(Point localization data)
◇ ◇ ◇ ◇
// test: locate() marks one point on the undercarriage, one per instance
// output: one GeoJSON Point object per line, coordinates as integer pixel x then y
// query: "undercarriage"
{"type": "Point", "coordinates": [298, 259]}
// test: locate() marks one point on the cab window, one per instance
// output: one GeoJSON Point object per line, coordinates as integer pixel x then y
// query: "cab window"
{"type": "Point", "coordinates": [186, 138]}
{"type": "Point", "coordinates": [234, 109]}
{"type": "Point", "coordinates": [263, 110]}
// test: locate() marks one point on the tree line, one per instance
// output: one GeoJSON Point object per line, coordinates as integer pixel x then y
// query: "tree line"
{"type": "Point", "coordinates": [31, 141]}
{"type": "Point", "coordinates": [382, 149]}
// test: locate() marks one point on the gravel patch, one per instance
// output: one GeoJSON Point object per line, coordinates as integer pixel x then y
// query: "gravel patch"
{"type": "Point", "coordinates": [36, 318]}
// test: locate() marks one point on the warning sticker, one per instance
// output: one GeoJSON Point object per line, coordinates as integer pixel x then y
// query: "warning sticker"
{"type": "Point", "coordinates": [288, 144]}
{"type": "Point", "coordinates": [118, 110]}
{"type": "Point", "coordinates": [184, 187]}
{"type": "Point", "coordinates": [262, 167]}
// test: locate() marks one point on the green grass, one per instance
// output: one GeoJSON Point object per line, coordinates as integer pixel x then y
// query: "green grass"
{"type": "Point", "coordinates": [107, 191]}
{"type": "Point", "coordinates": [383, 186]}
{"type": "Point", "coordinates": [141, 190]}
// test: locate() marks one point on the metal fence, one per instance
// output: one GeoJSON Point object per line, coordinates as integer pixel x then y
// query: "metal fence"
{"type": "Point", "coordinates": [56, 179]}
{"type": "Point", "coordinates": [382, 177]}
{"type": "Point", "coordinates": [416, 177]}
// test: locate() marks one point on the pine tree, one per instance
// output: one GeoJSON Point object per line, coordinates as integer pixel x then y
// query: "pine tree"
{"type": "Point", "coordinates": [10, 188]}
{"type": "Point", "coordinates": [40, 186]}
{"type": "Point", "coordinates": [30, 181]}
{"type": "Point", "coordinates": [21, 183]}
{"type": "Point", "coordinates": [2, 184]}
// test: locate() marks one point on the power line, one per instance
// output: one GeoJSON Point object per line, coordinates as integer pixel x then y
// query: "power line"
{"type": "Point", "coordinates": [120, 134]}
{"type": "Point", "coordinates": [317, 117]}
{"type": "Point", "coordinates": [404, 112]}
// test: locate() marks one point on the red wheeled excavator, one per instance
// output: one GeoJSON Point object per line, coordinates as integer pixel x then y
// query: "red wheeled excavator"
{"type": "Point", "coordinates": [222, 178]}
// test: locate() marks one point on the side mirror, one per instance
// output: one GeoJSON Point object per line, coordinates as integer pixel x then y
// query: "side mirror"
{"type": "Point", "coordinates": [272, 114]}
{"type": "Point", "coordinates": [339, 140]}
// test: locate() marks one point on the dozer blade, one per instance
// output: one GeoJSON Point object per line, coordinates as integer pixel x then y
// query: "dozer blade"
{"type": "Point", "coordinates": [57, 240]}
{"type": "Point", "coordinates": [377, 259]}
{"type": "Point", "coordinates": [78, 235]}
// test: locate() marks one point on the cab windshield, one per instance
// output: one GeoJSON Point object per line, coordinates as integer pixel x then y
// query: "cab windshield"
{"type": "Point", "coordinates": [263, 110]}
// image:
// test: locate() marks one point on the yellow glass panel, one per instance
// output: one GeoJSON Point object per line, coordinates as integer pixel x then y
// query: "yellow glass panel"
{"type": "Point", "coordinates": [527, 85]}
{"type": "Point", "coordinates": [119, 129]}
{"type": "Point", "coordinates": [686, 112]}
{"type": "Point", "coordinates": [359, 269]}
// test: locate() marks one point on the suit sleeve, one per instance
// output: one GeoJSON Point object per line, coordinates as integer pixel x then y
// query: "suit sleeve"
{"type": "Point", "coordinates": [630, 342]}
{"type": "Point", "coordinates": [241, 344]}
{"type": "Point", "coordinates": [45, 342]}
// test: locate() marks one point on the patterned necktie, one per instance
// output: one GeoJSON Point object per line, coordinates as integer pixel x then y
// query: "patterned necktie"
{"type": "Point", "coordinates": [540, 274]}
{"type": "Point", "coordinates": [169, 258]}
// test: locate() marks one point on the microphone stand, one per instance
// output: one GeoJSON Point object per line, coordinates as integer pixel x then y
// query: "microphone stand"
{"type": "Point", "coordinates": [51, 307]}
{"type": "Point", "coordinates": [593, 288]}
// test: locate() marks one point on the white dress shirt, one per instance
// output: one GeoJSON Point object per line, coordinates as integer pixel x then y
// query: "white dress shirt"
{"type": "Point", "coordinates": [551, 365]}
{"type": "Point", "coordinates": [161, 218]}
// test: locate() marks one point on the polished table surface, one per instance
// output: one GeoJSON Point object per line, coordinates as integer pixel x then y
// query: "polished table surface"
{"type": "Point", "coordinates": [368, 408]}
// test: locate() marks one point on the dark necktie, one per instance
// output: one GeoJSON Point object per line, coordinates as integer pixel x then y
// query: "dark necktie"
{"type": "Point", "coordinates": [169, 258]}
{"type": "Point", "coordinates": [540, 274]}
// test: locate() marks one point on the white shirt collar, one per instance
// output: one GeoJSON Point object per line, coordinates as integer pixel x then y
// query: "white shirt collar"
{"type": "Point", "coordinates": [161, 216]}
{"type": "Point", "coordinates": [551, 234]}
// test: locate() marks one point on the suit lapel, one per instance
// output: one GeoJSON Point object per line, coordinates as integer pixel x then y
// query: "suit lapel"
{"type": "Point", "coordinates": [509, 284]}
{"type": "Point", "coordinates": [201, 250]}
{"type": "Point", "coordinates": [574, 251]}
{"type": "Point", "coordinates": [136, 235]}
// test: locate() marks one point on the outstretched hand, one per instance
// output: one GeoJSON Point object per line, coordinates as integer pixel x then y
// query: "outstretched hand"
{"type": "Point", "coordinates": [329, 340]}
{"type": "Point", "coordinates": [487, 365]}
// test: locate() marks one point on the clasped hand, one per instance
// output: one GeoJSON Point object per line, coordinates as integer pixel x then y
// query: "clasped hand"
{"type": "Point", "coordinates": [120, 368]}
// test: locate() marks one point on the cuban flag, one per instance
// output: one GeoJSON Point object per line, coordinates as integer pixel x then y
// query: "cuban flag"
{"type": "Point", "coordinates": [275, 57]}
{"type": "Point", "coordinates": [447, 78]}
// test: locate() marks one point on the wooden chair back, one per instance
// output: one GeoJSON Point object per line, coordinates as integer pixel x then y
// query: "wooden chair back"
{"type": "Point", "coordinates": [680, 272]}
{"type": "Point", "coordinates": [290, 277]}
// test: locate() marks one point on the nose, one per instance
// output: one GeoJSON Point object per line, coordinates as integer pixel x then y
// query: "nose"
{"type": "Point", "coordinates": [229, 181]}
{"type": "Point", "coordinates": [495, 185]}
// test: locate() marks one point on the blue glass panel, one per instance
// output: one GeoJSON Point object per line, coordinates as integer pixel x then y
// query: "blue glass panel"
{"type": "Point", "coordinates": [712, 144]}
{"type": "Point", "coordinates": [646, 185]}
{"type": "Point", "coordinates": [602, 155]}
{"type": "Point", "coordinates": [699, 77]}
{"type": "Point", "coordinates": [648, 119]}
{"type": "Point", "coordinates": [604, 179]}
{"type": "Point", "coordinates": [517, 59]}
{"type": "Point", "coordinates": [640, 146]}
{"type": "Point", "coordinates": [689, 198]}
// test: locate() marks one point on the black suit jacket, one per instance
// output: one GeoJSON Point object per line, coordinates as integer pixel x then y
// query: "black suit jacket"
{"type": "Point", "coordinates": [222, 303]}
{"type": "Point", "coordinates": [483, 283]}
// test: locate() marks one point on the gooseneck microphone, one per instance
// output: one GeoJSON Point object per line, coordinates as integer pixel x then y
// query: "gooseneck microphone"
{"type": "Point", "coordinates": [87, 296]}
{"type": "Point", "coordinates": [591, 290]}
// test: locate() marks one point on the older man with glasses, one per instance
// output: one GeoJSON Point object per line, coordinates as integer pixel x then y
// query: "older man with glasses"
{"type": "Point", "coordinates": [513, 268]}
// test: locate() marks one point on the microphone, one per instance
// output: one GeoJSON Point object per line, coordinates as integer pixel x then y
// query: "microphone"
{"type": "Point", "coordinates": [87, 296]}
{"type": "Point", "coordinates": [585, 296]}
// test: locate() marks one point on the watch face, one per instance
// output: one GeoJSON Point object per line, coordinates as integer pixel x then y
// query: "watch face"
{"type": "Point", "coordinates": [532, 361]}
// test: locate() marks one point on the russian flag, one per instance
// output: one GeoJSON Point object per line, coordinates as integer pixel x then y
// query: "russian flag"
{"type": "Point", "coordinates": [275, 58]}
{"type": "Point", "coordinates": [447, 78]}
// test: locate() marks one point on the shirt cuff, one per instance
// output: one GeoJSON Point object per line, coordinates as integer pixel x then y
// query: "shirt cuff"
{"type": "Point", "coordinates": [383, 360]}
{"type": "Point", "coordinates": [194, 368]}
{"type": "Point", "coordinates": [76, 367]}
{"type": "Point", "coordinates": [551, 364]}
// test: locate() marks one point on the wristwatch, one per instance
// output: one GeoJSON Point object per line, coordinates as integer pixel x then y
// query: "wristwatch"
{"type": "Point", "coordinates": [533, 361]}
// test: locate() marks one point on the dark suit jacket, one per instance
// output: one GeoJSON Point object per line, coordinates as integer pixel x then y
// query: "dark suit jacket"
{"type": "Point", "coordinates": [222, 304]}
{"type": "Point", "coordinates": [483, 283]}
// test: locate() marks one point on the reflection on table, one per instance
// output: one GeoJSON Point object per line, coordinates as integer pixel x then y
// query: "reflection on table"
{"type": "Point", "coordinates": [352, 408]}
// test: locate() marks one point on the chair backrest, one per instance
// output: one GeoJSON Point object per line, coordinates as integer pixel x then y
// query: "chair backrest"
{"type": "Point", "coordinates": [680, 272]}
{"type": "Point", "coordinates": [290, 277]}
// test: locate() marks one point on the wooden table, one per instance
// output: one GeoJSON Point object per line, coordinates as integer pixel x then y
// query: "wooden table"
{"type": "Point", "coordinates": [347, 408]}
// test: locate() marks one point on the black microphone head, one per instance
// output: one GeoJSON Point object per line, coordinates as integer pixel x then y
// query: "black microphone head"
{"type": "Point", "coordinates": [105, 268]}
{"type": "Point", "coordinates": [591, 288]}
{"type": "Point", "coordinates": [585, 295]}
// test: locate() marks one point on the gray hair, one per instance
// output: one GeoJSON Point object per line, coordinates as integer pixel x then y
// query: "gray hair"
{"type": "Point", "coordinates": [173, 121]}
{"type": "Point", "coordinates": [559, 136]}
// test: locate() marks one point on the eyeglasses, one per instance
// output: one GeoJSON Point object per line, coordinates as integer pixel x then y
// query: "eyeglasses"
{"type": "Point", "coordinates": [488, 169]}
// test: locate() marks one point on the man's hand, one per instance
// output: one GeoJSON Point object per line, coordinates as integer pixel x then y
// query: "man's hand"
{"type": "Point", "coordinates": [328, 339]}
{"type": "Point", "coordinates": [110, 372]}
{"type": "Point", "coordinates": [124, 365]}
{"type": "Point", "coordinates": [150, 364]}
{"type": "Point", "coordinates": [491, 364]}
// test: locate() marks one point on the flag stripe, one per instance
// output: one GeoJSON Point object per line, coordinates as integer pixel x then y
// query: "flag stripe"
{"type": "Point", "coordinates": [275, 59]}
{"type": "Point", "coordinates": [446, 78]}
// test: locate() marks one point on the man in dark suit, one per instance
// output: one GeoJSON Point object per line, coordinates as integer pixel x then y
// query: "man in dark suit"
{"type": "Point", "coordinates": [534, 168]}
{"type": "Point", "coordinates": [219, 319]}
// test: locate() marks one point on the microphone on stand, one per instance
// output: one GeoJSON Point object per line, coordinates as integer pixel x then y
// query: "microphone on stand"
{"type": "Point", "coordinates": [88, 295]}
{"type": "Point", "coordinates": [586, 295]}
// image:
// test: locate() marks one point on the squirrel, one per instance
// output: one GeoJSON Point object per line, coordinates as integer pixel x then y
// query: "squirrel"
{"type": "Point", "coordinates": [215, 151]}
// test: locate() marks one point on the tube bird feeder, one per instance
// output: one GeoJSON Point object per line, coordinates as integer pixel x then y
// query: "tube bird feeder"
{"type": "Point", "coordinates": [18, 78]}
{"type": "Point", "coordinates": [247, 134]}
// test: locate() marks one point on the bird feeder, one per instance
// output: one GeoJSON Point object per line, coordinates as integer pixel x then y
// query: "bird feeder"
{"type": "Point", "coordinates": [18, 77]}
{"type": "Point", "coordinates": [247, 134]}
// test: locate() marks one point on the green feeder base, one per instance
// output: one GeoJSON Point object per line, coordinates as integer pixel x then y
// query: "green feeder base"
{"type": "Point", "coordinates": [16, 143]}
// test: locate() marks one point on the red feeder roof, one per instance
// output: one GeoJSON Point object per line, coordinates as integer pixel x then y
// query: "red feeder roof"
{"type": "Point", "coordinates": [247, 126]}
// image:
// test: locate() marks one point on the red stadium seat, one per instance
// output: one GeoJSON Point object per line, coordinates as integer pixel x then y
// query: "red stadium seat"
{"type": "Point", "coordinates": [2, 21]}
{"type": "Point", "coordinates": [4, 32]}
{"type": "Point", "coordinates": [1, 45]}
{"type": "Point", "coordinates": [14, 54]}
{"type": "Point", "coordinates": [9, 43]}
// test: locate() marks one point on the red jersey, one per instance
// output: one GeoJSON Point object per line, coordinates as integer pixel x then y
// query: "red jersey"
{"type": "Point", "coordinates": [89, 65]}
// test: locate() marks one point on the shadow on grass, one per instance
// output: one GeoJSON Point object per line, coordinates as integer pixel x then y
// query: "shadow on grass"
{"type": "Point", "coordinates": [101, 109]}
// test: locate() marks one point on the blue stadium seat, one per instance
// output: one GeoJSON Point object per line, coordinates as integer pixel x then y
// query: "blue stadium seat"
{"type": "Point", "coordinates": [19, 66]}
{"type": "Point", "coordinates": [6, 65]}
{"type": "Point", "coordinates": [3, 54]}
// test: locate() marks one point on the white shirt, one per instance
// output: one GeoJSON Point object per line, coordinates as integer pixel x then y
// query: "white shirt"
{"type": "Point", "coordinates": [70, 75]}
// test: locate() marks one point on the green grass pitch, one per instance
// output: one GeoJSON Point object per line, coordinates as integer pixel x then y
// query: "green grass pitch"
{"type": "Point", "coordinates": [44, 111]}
◇ ◇ ◇ ◇
:: ASSIGNED TASK ::
In restating the data, begin at its first line, reproduce each line word for word, and conclude with the line that contains "window, one per instance".

:: OUTPUT BELOW ::
// test: locate() marks one point on the undercarriage, one per instance
// output: one GeoJSON Point object per line, coordinates as integer pixel x then y
// query: "undercarriage"
{"type": "Point", "coordinates": [298, 259]}
// test: locate() marks one point on the cab window, one per instance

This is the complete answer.